◆ Objective:
In the passage on deep-buffer switches, what determines how long it takes to fetch a file with parallel file systems?

Why deep-buffer switches are suboptimized for storage 

Deep-buffer switches usually refer to a switch that offers much more buffering (GBs rather than MBs). Deep-buffer switches are often promoted for use as routers, because they can absorb and hold large traffic bursts if there is a mismatch in network speeds or an incast situation. 

But in most data center applications, including scale-out storage, the deep-buffer switches negatively impact performance for the following reasons:

Job completion time 

With parallel file systems, the storage node with the slowest response dictates the time required to fetch a file. Unlike commodity switch ASICs that have a sliced on-chip buffer, deep-buffer switches have both on-chip and off-chip buffers, and they all are sliced, not fully shared, buffers. 

Think of how many ways flows can go before they leave the switch. They can stay within one on-chip memory slice (fastest), travel between on-chip memory slices (slower), or travel between on-chip and off-chip memory slices (very slow).

◆ Record excerpts:
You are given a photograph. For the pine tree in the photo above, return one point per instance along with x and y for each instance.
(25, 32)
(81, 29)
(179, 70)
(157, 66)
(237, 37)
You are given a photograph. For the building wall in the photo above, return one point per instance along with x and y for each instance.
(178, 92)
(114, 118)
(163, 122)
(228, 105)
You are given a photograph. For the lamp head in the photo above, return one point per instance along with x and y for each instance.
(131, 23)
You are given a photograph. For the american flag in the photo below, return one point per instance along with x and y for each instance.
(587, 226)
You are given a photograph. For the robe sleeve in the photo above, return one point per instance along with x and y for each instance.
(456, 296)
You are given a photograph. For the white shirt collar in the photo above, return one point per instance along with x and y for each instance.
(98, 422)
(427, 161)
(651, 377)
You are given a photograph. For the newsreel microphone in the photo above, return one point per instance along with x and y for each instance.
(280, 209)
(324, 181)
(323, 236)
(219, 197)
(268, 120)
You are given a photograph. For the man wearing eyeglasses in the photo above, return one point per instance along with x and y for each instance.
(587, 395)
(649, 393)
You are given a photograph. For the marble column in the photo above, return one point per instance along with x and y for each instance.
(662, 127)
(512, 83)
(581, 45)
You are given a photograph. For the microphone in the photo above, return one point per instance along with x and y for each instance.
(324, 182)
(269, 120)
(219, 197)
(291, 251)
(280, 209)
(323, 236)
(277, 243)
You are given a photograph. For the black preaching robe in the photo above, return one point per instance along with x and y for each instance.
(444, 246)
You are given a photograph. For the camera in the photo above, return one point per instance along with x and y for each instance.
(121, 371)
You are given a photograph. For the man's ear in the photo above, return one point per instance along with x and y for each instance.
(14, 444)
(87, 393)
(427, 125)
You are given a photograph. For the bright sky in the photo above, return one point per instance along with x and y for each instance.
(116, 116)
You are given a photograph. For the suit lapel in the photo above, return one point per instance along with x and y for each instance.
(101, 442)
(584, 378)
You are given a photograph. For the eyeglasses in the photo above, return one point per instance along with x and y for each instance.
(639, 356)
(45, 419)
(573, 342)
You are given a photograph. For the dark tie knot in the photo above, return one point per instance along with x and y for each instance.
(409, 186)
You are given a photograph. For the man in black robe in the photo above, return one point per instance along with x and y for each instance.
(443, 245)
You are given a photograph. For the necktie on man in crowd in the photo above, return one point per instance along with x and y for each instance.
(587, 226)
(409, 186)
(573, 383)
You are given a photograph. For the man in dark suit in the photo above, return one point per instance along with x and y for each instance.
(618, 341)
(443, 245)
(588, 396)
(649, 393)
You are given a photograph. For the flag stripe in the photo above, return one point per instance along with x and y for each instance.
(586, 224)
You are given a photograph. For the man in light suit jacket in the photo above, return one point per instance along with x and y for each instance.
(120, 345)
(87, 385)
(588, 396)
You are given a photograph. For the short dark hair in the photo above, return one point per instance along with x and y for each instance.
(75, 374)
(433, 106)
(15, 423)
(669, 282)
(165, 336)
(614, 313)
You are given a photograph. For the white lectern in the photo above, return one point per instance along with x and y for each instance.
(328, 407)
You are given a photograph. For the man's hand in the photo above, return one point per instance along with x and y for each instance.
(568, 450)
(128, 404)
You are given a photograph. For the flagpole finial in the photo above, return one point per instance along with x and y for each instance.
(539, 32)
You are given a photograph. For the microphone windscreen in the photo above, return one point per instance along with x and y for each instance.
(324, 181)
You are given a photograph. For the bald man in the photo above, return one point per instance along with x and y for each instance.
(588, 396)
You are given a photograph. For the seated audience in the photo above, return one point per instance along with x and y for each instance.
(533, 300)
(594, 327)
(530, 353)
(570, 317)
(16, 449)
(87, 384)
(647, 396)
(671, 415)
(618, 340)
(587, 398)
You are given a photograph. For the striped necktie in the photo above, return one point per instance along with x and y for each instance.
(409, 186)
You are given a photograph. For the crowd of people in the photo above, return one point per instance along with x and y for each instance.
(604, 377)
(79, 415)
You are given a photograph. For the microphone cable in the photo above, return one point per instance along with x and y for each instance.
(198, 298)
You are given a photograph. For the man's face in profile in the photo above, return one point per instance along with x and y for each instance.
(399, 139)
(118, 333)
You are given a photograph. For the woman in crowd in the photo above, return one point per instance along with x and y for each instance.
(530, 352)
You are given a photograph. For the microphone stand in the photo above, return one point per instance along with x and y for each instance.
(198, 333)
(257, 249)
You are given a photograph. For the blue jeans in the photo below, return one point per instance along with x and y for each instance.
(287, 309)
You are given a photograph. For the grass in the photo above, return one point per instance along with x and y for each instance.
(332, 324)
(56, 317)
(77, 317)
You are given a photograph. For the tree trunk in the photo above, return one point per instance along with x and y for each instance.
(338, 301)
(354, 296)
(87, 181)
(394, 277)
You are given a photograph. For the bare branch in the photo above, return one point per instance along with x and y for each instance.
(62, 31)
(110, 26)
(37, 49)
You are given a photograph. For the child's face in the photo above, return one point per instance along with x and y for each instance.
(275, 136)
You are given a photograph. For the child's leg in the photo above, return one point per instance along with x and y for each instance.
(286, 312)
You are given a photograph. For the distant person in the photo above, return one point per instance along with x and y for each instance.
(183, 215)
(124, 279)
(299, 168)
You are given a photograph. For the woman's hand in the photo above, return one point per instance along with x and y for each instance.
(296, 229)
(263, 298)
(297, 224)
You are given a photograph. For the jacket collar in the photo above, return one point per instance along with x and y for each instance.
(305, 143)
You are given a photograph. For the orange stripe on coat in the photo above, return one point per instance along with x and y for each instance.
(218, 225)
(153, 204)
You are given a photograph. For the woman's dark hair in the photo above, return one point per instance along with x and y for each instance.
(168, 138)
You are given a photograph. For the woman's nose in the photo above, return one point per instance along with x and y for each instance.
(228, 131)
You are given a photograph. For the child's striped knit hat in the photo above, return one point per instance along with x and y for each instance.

◆ Solution:
The storage node with the slowest response.